━━ Extracted records
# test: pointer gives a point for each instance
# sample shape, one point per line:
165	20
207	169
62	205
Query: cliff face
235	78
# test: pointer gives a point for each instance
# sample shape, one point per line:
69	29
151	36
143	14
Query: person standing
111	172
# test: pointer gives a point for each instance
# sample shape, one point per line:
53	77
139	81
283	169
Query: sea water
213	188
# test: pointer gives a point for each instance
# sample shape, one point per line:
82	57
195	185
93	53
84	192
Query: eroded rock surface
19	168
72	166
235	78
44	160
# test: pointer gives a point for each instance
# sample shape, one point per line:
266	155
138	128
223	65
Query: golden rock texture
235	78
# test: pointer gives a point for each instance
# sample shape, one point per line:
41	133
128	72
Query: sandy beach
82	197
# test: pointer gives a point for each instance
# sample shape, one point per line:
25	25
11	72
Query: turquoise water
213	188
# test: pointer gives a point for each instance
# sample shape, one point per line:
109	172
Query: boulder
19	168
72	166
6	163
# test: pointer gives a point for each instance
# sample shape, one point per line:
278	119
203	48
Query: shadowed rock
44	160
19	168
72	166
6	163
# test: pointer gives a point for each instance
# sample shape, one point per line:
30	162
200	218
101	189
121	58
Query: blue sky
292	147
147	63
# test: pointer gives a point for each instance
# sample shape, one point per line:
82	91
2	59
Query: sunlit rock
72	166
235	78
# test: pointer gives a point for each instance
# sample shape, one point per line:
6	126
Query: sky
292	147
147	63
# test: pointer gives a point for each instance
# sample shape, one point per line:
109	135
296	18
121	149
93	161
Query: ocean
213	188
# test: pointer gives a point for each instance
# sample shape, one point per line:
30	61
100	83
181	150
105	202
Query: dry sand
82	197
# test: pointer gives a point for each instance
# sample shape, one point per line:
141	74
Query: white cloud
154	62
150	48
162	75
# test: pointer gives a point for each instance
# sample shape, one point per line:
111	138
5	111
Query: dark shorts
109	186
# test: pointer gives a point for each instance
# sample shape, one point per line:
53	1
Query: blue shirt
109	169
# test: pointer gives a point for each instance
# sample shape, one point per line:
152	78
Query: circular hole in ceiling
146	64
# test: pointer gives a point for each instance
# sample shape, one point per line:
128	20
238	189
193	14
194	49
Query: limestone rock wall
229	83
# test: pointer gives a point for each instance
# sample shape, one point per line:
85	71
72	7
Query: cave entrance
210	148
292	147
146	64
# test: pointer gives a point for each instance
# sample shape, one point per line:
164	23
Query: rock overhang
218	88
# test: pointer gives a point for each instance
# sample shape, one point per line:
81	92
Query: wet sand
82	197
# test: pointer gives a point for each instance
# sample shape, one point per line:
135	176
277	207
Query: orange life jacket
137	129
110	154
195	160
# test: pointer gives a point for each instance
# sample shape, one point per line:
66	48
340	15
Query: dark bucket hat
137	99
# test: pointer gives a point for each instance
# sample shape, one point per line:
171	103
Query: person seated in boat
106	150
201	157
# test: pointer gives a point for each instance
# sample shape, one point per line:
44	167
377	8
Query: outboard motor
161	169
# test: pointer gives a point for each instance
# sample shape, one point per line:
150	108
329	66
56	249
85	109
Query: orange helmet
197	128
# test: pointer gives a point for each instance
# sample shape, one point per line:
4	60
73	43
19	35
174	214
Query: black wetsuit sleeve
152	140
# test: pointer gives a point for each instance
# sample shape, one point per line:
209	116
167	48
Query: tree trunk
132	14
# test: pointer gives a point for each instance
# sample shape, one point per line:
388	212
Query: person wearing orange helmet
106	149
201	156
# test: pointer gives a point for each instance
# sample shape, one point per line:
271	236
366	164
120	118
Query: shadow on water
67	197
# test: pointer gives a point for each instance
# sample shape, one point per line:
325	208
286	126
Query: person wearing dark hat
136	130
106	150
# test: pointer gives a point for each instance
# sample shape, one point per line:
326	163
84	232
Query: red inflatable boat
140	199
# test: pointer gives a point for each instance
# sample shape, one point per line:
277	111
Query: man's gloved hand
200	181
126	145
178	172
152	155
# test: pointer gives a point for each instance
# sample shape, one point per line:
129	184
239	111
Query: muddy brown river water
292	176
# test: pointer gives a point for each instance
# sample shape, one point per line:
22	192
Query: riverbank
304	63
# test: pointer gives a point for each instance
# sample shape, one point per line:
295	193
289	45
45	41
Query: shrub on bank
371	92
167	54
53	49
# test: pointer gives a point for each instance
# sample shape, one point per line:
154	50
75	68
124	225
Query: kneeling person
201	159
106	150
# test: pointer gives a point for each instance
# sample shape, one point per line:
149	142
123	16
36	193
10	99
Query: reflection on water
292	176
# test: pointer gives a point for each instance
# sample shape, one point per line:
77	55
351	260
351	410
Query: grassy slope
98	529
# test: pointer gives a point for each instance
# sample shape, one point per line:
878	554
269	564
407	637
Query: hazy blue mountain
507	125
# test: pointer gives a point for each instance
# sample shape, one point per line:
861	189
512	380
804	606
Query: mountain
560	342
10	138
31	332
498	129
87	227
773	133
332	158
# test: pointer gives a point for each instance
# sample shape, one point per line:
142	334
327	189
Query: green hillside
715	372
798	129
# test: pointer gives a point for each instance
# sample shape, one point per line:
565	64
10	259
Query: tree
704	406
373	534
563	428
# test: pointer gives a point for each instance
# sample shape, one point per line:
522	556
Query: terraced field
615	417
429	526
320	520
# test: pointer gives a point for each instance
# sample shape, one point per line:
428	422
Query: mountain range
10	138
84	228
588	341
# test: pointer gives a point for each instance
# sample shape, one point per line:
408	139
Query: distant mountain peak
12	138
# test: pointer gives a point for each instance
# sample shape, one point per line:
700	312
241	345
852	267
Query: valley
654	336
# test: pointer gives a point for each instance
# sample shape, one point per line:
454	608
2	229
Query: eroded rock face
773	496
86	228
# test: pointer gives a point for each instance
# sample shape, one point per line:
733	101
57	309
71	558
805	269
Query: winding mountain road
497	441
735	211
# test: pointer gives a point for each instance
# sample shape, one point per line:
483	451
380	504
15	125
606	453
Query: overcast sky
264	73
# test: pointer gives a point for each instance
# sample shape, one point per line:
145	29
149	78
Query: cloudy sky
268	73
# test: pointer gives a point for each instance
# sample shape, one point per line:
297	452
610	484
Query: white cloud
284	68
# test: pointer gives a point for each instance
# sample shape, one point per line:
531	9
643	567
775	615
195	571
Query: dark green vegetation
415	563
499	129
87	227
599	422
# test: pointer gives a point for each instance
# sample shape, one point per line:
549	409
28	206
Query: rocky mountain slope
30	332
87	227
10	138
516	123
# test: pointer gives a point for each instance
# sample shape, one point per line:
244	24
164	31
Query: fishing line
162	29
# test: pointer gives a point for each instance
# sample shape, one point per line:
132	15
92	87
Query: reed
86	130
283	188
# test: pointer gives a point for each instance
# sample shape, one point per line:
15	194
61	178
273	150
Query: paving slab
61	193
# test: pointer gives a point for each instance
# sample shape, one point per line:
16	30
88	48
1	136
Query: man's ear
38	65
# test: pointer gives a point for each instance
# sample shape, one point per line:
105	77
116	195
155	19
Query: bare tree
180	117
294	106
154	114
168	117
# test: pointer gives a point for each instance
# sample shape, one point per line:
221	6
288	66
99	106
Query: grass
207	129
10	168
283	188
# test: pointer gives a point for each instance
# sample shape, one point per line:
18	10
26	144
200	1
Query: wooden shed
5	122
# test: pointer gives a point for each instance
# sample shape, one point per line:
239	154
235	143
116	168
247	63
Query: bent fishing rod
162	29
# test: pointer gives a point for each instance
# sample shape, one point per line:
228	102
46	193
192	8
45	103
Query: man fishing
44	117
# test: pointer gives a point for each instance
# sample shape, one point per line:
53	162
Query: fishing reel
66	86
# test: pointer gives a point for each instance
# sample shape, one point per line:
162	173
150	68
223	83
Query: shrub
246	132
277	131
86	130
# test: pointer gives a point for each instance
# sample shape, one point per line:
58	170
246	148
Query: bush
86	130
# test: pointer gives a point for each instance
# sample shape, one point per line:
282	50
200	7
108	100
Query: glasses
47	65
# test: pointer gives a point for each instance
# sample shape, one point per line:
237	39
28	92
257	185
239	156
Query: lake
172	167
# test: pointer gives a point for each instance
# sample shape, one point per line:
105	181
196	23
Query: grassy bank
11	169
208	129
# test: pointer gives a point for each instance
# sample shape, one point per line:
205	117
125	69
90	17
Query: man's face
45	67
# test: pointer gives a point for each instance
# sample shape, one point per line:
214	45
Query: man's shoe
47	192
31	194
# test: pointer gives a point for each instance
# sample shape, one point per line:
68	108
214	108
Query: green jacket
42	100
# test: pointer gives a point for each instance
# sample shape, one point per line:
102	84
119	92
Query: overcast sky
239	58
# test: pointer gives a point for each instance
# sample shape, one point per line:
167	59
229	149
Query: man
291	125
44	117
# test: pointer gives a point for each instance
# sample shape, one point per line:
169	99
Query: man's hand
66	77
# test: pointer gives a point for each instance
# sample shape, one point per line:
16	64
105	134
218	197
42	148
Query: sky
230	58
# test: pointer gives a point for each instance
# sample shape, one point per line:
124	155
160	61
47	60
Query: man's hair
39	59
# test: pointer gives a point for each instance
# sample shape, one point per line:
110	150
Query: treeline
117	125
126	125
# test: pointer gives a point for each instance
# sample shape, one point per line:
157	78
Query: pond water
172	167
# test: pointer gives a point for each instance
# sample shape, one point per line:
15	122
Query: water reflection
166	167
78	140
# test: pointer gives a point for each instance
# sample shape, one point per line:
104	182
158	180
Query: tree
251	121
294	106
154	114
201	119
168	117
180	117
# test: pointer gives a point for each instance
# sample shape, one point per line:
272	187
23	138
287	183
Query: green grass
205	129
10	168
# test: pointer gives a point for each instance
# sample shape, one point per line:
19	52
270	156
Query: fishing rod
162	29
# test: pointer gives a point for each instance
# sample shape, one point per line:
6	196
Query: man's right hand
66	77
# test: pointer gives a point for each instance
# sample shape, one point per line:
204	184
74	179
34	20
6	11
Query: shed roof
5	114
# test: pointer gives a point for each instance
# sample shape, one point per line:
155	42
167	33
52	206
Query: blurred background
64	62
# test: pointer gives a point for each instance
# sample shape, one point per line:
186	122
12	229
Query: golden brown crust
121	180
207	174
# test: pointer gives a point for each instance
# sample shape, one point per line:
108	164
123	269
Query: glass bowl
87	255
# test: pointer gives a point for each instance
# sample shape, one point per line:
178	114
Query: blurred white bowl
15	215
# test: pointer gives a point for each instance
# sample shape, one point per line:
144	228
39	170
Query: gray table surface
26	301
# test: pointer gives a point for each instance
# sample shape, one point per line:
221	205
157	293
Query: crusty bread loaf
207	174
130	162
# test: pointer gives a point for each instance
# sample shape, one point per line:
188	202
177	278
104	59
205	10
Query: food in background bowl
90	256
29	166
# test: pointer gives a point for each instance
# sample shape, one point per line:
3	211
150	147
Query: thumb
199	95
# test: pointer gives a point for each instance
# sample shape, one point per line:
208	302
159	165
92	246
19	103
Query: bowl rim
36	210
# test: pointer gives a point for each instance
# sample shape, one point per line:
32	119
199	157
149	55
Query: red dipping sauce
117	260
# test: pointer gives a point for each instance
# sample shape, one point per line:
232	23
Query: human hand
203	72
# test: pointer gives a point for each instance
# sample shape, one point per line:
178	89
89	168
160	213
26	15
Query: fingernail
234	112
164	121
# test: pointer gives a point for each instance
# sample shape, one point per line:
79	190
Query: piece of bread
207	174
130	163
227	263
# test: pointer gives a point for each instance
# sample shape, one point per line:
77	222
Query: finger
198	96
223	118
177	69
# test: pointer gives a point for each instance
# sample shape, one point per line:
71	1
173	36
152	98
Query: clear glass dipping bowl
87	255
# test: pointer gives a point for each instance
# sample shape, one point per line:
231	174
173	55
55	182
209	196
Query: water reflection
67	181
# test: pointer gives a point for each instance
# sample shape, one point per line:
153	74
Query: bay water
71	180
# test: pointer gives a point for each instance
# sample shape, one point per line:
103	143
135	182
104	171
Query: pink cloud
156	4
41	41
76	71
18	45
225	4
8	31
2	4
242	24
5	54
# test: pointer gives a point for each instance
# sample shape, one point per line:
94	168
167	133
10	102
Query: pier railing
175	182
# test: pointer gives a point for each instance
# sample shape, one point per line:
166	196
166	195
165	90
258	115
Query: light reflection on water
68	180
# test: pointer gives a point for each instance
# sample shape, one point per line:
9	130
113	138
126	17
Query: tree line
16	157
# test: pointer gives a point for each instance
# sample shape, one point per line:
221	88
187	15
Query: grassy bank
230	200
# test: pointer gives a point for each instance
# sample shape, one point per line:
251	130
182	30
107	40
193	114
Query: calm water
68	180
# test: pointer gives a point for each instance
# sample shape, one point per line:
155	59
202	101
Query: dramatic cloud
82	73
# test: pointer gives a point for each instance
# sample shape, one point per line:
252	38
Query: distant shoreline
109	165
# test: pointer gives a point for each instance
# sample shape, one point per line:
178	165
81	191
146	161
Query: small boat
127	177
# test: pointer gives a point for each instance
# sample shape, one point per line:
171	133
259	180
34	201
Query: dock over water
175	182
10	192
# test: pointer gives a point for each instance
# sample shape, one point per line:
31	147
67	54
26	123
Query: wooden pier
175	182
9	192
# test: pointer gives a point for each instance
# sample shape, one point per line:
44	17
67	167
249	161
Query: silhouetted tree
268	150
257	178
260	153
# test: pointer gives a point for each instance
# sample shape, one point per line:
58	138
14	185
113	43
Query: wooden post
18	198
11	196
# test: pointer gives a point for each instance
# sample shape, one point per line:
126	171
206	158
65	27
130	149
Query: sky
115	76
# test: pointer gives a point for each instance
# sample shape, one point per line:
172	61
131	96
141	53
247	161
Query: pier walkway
━━━━
▸ What you are asked to do: Pick out every line of the data above that contains the word "brown", and copy each of those lines in full.

▸ Result of the task:
Query: muddy brown river water
Query: golden brown crust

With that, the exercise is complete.